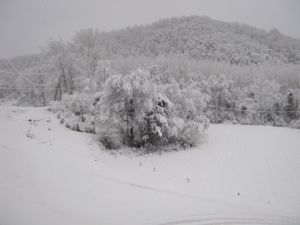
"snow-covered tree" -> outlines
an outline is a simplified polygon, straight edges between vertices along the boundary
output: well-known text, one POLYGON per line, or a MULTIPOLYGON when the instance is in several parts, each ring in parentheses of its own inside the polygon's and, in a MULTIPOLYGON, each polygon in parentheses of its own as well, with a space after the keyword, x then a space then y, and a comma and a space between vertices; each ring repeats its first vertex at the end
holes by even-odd
POLYGON ((80 73, 87 77, 95 75, 97 63, 100 59, 98 35, 97 30, 83 29, 75 34, 71 43, 72 51, 76 54, 76 63, 79 65, 80 73))
POLYGON ((153 107, 155 87, 149 72, 138 69, 128 75, 112 75, 104 85, 100 102, 100 124, 107 120, 118 121, 124 143, 133 146, 140 126, 153 107))

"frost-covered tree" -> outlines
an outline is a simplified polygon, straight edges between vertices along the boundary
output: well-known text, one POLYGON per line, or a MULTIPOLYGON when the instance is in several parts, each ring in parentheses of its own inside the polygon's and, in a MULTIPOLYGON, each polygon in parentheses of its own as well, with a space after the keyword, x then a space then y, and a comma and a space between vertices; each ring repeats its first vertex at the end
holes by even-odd
POLYGON ((202 91, 201 83, 189 81, 178 84, 173 81, 163 85, 163 90, 172 101, 176 115, 182 119, 194 120, 202 115, 210 96, 202 91))
POLYGON ((100 102, 100 124, 108 120, 118 121, 120 132, 124 134, 122 141, 134 146, 138 130, 153 107, 154 94, 155 87, 145 70, 138 69, 125 76, 110 76, 105 82, 100 102))
POLYGON ((87 77, 95 75, 97 62, 100 59, 98 36, 97 30, 83 29, 75 34, 71 43, 72 51, 76 54, 76 63, 79 65, 80 73, 87 77))
POLYGON ((97 86, 101 88, 105 83, 105 80, 114 74, 114 70, 111 68, 110 60, 99 60, 95 72, 95 81, 97 86))

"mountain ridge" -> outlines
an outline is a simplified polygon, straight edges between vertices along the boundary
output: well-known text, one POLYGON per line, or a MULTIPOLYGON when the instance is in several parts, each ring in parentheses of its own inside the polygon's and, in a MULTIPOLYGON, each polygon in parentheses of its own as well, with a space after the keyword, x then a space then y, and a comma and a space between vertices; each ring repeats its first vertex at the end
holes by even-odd
POLYGON ((161 19, 146 25, 99 33, 103 54, 158 56, 185 54, 232 64, 300 63, 300 39, 247 24, 207 16, 161 19))

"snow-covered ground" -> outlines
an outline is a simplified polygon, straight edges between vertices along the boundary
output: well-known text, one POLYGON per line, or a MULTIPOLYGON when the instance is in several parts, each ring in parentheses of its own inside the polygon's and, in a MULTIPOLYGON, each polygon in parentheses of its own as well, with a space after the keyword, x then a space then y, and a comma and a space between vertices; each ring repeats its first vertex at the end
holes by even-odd
POLYGON ((198 148, 135 156, 45 108, 1 105, 0 126, 1 225, 300 224, 300 130, 211 125, 198 148))

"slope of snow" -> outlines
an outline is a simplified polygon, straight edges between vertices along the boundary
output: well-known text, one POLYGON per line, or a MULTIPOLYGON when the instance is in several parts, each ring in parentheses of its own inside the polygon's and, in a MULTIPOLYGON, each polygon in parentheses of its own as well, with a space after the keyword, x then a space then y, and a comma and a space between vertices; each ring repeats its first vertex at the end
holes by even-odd
POLYGON ((0 124, 1 225, 300 224, 300 130, 212 125, 198 148, 136 156, 44 108, 1 105, 0 124))

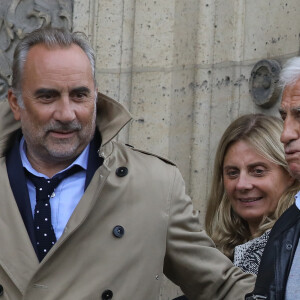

----

_The problem_.
Exclude all images and retype the data precisely.

_Your response_.
"snow-covered tree" -> outlines
an outline is a simplified polygon, straight edges between vertices along the boundary
output: well-known text, one POLYGON per line, or a MULTIPOLYGON when the instance is in several parts, each ring in parentheses of its own inside the polygon's and, in a MULTIPOLYGON, each polygon in parentheses of its own as well, with a space after the keyword, x then a space then y, and a comma and a space between vertices; each ring repeats its first vertex at the end
holes by even-odd
POLYGON ((80 73, 87 77, 95 75, 97 63, 100 59, 98 35, 97 30, 83 29, 75 34, 71 43, 72 51, 76 54, 76 63, 79 65, 80 73))
POLYGON ((153 107, 155 87, 149 72, 138 69, 128 75, 112 75, 104 85, 100 102, 100 124, 107 120, 118 121, 124 143, 133 146, 140 126, 153 107))

"frost-covered tree" -> outlines
an outline is a simplified polygon, straight edges between vertices along the boundary
output: well-known text, one POLYGON per line, or a MULTIPOLYGON when the instance is in several parts, each ring in parentheses of its own inside the polygon's and, in a MULTIPOLYGON, each polygon in parentheses of its own as well, with a space after the keyword, x then a space then y, and a comma and a space between vertices; each ring repeats its first vertex at the end
holes by even-odd
POLYGON ((202 91, 201 83, 189 81, 178 84, 173 81, 163 85, 163 90, 172 101, 176 115, 182 119, 194 120, 202 115, 210 96, 202 91))
POLYGON ((100 102, 100 124, 108 120, 118 121, 120 132, 124 134, 122 141, 134 146, 138 130, 153 107, 154 94, 155 87, 145 70, 138 69, 125 76, 110 76, 105 82, 100 102))
POLYGON ((87 77, 95 75, 97 62, 100 59, 98 36, 97 30, 83 29, 75 34, 71 43, 72 51, 76 54, 76 63, 79 65, 80 73, 87 77))
POLYGON ((97 86, 101 88, 105 83, 105 80, 114 74, 114 70, 111 68, 110 60, 99 60, 95 72, 95 81, 97 86))

"mountain ridge" -> outlines
an outline is a simplified polygon, straight edges between vertices along the boundary
output: well-known text, one POLYGON per line, or a MULTIPOLYGON when the instance is in several parts, each ring in parentheses of its own inside the polygon's and, in a MULTIPOLYGON, each polygon in parentheses of its own as well, with a space after the keyword, x then a space then y, and a comma and a space between vertices; each ring repeats its first vertex at the end
holes by even-odd
POLYGON ((161 19, 146 25, 99 33, 103 54, 158 56, 185 54, 232 64, 300 63, 300 39, 247 24, 207 16, 161 19))

"snow-covered ground" -> outlines
an outline is a simplified polygon, straight edges between vertices along the boundary
output: well-known text, one POLYGON per line, or a MULTIPOLYGON when the instance is in several parts, each ring in parentheses of its own inside the polygon's and, in a MULTIPOLYGON, each polygon in parentheses of its own as well, with a space after the keyword, x then a space then y, and a comma and a space between vertices; each ring repeats its first vertex at the end
holes by even-odd
POLYGON ((198 148, 135 156, 45 108, 1 105, 0 126, 1 225, 300 224, 300 130, 211 125, 198 148))

"slope of snow" -> outlines
an outline is a simplified polygon, straight edges between vertices along the boundary
output: well-known text, one POLYGON per line, or a MULTIPOLYGON when the instance is in several parts, each ring in parentheses of its own inside the polygon's and, in a MULTIPOLYGON, each polygon in parentheses of its own as well, with a space after the keyword, x then a space then y, and a comma and a space between vertices; each ring repeats its first vertex at the end
holes by even-odd
POLYGON ((0 124, 1 225, 300 224, 300 130, 212 125, 198 148, 136 156, 44 108, 1 105, 0 124))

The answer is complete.